─── SELECTED TEXT ───

= Foundation of Abdulaziz Saud Al-Babtain's Prize for Poetic Creativity =

Arabic language poetry prize

The Foundation of Abdulaziz Saud Al-Babtain's Prize for Poetic Creativity (مؤسسة جائزة عبدالعزيز سعود البابطين للإبداع الشعري) is a poetry prize given out by the foundation of Kuwaiti poet and philanthropist Abdulaziz Al-Babtain.

==Overview==
It was proclaimed in 1989 in Cairo by virtue of an initiative from Abdulaziz Al-Babtain as a private, cultural and non-profit organisation that is exclusively concerned with poetry.

In 2024, the prize has six award categories:

1. The Poetic Creativity Award in Criticism ($40,000 prize)
2. The Best Poetry Collection Award (Best Diwan) ($20,000 prize)
3. The Best Poem Award ($10,000 prize)
4. The Best Poetry Collection Award for Young Poets ($10,000 prize)
5. The Best Poem Award for Young Poets ($5,000 prize)
6. The Honorary Award for Poetic Creativity ($50,000 prize)

==Organisational structure==

===Board of trustees===

The foundation's Board of Trustees comprises the secretary general and at least nine other men of letters, thought and poetry in the Arab world, while trying to represent as many Arab countries as possible. The Board is re-formed every three years. The first Board was formed in the year 1991, the second Board was formed in the year 1994, the third in 1998, and the fourth in 2001. The fifth Board was formed in December 2004.

===General secretariat===

The general secretariat is the foundation's executive apparatus. It includes the executive secretariat, computer department, and the research department, which carries out research proof-reading, editing and following up on the publication process, as well as supervising administrative and financial affairs.

The executive apparatus undertakes, in particular, all preparations pertaining to the meetings of the Board of Trustees, the advisory body of the Al-Babtain Encyclopaedia of Arab Poets in the Nineteenth and Twentieth Centuries, the encyclopaedia editing office, the editing office of the Al-Babtain Encyclopaedia of Contemporary Arab Poets in its successive editions, the arbitration committees which coordinate review of the literary works competing for the prizes. It also directs work to the regional offices.

───

■ TASK 1 ■
According to the prize article, in what year and city was the prize proclaimed?
■ TASK 2 ■
Write out everything in the prize article from "5. The Best" down to "in December 2004.", substituting "four years" for "three years".

─── COLLECTED MATERIAL ───

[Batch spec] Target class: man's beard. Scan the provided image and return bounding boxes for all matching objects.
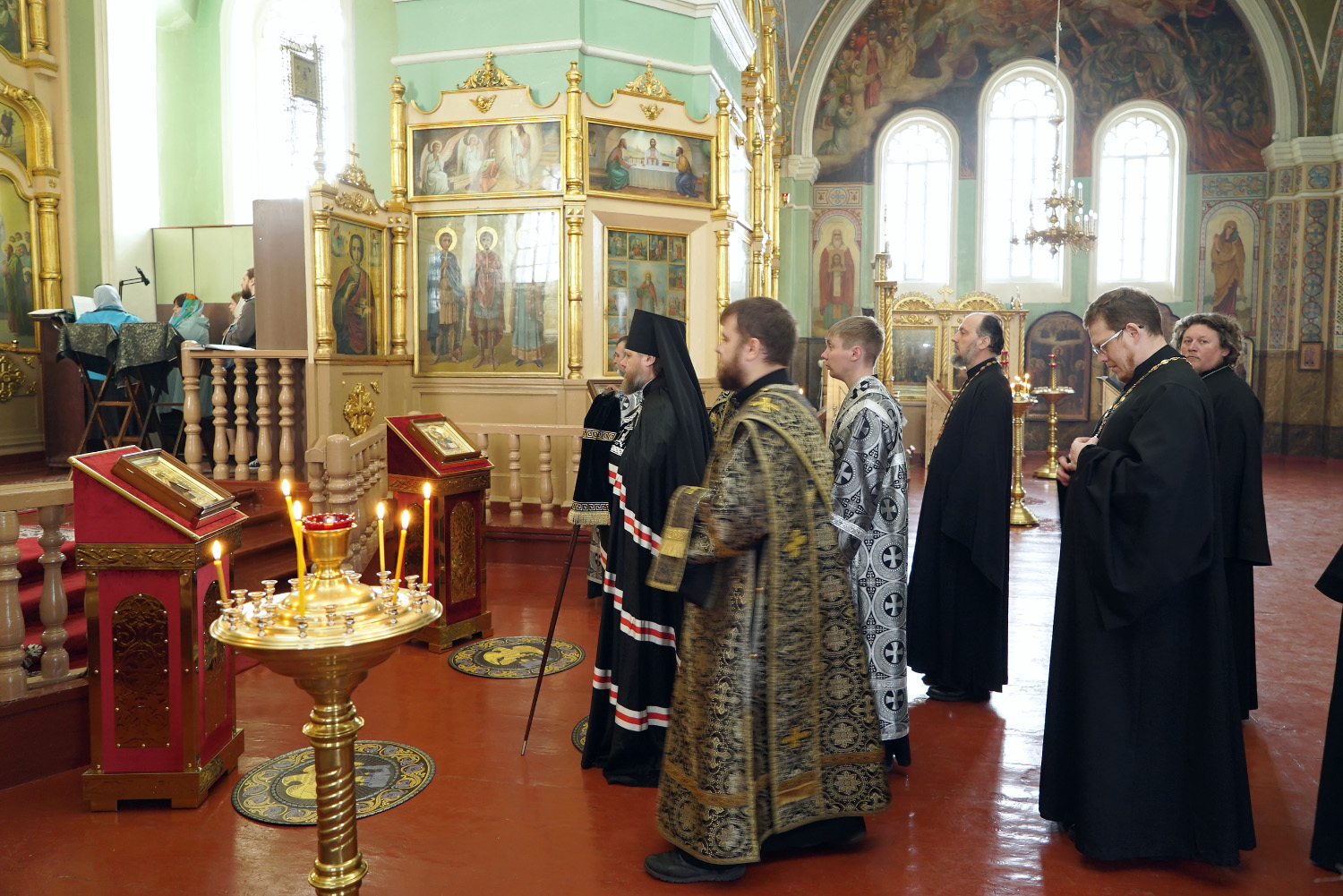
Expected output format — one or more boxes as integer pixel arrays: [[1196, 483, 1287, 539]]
[[719, 356, 749, 392], [620, 371, 652, 395]]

───

■ COMPLETE RESPONSE 1 ■
It was proclaimed in 1989 in Cairo.

■ COMPLETE RESPONSE 2 ■
5. The Best Poem Award for Young Poets ($5,000 prize)
6. The Honorary Award for Poetic Creativity ($50,000 prize)

==Organisational structure==

===Board of trustees===

The foundation's Board of Trustees comprises the secretary general and at least nine other men of letters, thought and poetry in the Arab world, while trying to represent as many Arab countries as possible. The Board is re-formed every four years. The first Board was formed in the year 1991, the second Board was formed in the year 1994, the third in 1998, and the fourth in 2001. The fifth Board was formed in December 2004.